- [AUFGABE A] Gib bitte den Abschnitt des Interviews von „Die Handlung, so“ bis einschließlich „was denkst du?“ noch einmal wieder und tausche dabei „Appetizer“ gegen „Vorgeschmack“ aus.
- [AUFGABE B] Aus den alten Screwball-Comedies welcher Regisseure holte sich André Schneider laut dem Interview die Inspiration für die Liebesgeschichte?

»Liebesfilme sind immer auch Fantasyfilme«
Interview von Tobias Rademacher, 14. September 2009.
André Schneider, einigen Lesern durchaus kein Unbekannter, hat den Sommer über mit an der Umsetzung seines Drehbuchs für den Film Alex und der Löwe gearbeitet.
In dieser turbulenten Zeit wurde eine romantische Liebeskomödie in bewegte Bilder gegossen.
Die Handlung, so viel verrät das Blog zu dem Film, konzentriert sich auf die Liebe auf den ersten Blick zwischen Alex (André Schneider, Deed Poll, Der Mann im Keller) und Leo (Marcel Schlutt, »Otto; Or, Up With Dead People«) und sorgt offenbar für heitere Verwicklungen.
Mittlerweile gibt es einen sympathischen Appetizer bei YouTube, welcher den Zuschauer einen kleinen Eindruck über Alex und der Löwe gewinnen lässt.
Freundlicherweise hat mir André einige meiner Fragen seinen neuen Film betreffend beantwortet: Wie der Blick durch ein Schlüsselloch, hinter die Kulissen.
André, du hast das Drehbuch zu der Liebeskomödie Alex und der Löwe geschrieben, in dem du selbst die Rolle des Alex Vennemann übernimmst. Das Blog zu diesem Filmprojekt verrät, dass sich die Geschichte um die Liebe auf den ersten Blick dreht. Liebe auf den ersten Blick Realität oder Illusion, was denkst du?
»Ich denke, Liebesfilme sind immer auch Fantasyfilme. Es geht natürlich um Illusionen. Eine echte Liebe, die über Jahre wächst und gedeiht, ist filmisch meist nicht wirklich spektakulär.«
Was ist, in wenigen Worten, das Besondere an Alex’ Clique?
»Die bedingungslose Loyalität untereinander. Die Gewissheit, auch mal gemein sein zu können, ohne dass die Freundschaft in Frage gestellt wird. Die gemeinsamen Aktivitäten. Alex sagt irgendwann im Film: ›Seit wir uns kennen gelernt haben, sehen wir uns eigentlich jeden Tag.‹ Das ist schon etwas Besonderes.«
Was hat dich zu dem Drehbuch inspiriert? Bist du selbst Bestandteil einer chaotischen Clique?
»Eine Clique, so wie wir sie im Film erzählen, habe ich nicht, aber während des Drehs ist die Film-Clique auch privat ein wenig zusammen gewachsen. Tobi und Steffi habe ich speziell für Udo Lutz und Sascia Haj geschrieben, die ich beide schon seit einiger Zeit kenne. Die Inspiration für die Liebesgeschichte holte ich mir vor allem aus alten screwball comedies von Howard Hawks und Ernst Lubitsch.«
Als Autor lagen dir die Charaktere sicher sehr am Herzen. Wie hat sich das für dich angefühlt, als ihr begannt, sie zusammen mit eurem Team und dem Regisseur zum Leben zu erwecken?

- [DATENSÄTZE]

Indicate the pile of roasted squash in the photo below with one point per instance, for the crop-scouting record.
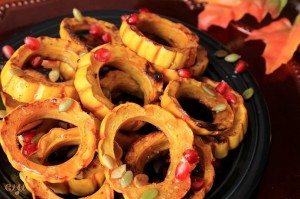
(71, 132)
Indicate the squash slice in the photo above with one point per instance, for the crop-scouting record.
(230, 138)
(48, 108)
(182, 45)
(178, 133)
(69, 27)
(31, 85)
(197, 69)
(87, 78)
(205, 94)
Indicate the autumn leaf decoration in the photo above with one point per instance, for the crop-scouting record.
(280, 35)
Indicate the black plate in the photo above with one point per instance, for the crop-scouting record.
(240, 172)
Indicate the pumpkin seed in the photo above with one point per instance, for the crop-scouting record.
(150, 194)
(3, 113)
(248, 93)
(65, 105)
(118, 172)
(140, 180)
(208, 90)
(221, 53)
(54, 75)
(219, 108)
(77, 15)
(108, 161)
(16, 71)
(233, 57)
(126, 179)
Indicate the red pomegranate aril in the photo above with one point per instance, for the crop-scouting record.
(102, 55)
(32, 43)
(95, 30)
(185, 73)
(191, 156)
(133, 19)
(106, 37)
(36, 61)
(182, 171)
(8, 51)
(240, 66)
(144, 10)
(230, 97)
(222, 87)
(28, 136)
(29, 148)
(197, 183)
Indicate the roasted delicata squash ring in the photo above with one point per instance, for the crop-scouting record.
(147, 148)
(196, 70)
(179, 136)
(29, 85)
(205, 94)
(231, 138)
(117, 82)
(69, 27)
(181, 51)
(39, 189)
(87, 78)
(49, 108)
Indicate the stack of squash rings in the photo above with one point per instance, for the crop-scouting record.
(79, 136)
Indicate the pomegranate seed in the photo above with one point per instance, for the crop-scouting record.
(191, 156)
(102, 55)
(28, 136)
(32, 43)
(182, 171)
(95, 30)
(28, 149)
(133, 19)
(8, 51)
(106, 37)
(197, 183)
(144, 10)
(230, 97)
(124, 17)
(185, 73)
(240, 66)
(36, 61)
(222, 87)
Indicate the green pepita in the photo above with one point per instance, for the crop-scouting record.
(248, 93)
(108, 161)
(150, 194)
(126, 179)
(233, 57)
(118, 172)
(65, 105)
(219, 107)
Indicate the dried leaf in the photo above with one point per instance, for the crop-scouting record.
(281, 39)
(220, 12)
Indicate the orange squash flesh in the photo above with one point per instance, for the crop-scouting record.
(178, 133)
(48, 108)
(32, 85)
(195, 90)
(87, 83)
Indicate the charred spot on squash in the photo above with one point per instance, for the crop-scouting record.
(196, 109)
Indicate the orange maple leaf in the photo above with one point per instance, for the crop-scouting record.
(281, 39)
(220, 12)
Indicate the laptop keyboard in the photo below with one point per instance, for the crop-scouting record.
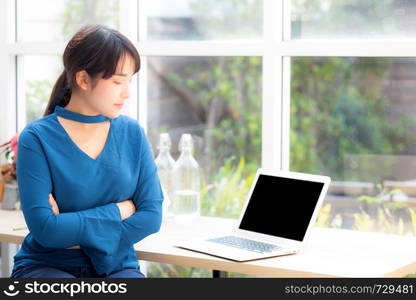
(245, 244)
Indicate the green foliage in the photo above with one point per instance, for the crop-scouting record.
(227, 90)
(226, 195)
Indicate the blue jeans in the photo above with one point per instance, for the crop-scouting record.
(70, 272)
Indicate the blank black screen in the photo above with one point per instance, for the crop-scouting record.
(281, 207)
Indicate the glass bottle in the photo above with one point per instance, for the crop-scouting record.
(165, 163)
(186, 178)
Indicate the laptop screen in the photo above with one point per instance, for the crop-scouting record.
(281, 207)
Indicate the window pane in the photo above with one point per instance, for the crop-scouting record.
(38, 74)
(354, 120)
(44, 20)
(353, 19)
(218, 101)
(203, 19)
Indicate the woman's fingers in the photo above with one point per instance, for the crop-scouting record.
(54, 205)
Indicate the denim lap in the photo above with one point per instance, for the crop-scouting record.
(40, 272)
(71, 272)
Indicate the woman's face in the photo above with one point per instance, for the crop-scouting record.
(109, 95)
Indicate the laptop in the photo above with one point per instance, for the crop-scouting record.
(280, 210)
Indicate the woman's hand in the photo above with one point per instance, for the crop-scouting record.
(55, 210)
(54, 205)
(127, 208)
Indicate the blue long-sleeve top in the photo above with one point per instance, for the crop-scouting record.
(86, 191)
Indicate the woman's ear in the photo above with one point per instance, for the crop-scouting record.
(83, 79)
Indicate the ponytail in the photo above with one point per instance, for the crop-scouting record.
(60, 95)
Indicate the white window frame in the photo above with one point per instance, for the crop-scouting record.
(275, 48)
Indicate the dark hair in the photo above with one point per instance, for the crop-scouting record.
(96, 49)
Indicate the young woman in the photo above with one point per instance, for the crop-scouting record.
(88, 184)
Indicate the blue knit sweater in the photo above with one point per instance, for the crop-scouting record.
(86, 191)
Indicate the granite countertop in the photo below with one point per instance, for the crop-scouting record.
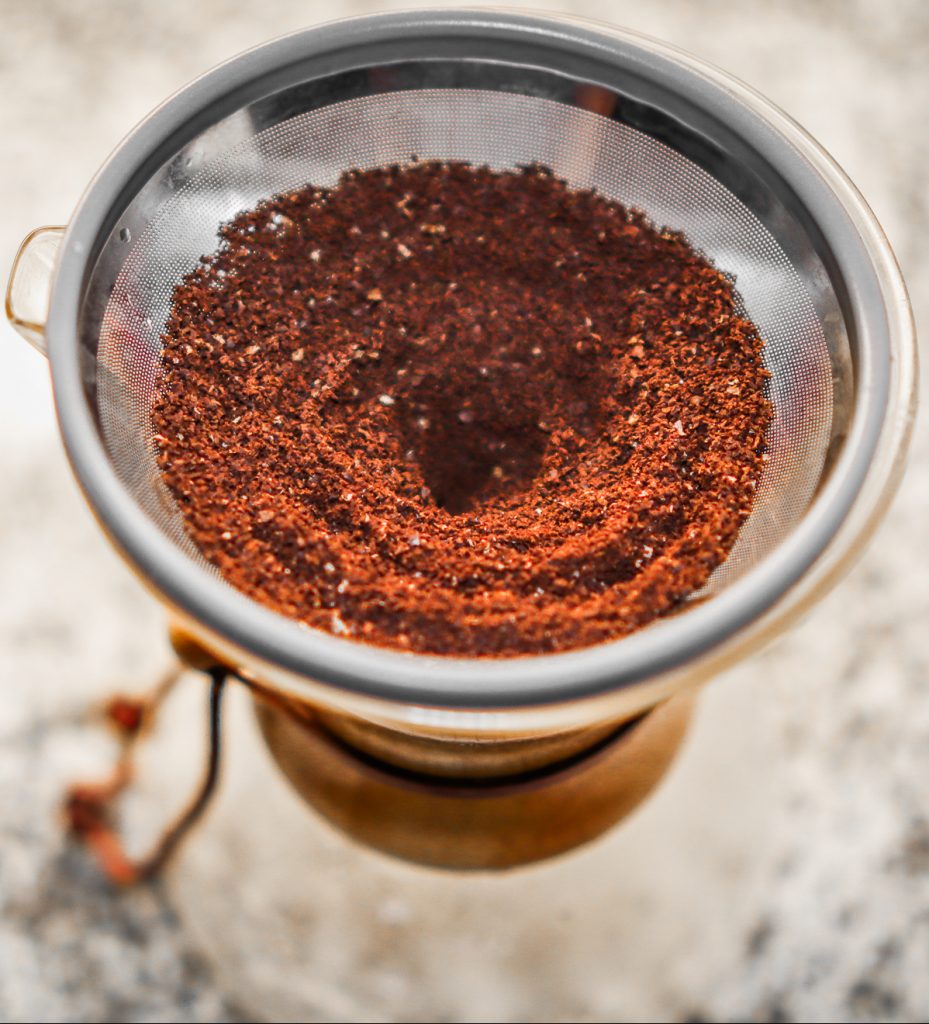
(782, 872)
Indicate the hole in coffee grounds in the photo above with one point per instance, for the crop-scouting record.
(460, 412)
(467, 459)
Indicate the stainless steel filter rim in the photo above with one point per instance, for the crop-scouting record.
(646, 76)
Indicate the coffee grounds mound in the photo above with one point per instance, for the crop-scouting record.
(454, 411)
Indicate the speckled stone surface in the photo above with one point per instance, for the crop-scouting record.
(782, 872)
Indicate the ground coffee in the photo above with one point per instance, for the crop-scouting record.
(460, 412)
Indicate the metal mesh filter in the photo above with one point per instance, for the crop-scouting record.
(502, 129)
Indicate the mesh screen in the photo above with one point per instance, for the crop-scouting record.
(502, 130)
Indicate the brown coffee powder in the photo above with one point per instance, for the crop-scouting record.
(460, 412)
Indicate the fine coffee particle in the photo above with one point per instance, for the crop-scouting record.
(461, 412)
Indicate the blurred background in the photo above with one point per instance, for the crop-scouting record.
(783, 871)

- [SCHRIFTLICHE LÖSUNG A]
Die Handlung, so viel verrät das Blog zu dem Film, konzentriert sich auf die Liebe auf den ersten Blick zwischen Alex (André Schneider, Deed Poll, Der Mann im Keller) und Leo (Marcel Schlutt, »Otto; Or, Up With Dead People«) und sorgt offenbar für heitere Verwicklungen.
Mittlerweile gibt es einen sympathischen Vorgeschmack bei YouTube, welcher den Zuschauer einen kleinen Eindruck über Alex und der Löwe gewinnen lässt.
Freundlicherweise hat mir André einige meiner Fragen seinen neuen Film betreffend beantwortet: Wie der Blick durch ein Schlüsselloch, hinter die Kulissen.
André, du hast das Drehbuch zu der Liebeskomödie Alex und der Löwe geschrieben, in dem du selbst die Rolle des Alex Vennemann übernimmst. Das Blog zu diesem Filmprojekt verrät, dass sich die Geschichte um die Liebe auf den ersten Blick dreht. Liebe auf den ersten Blick Realität oder Illusion, was denkst du?

- [SCHRIFTLICHE LÖSUNG B] Aus denen von Howard Hawks und Ernst Lubitsch.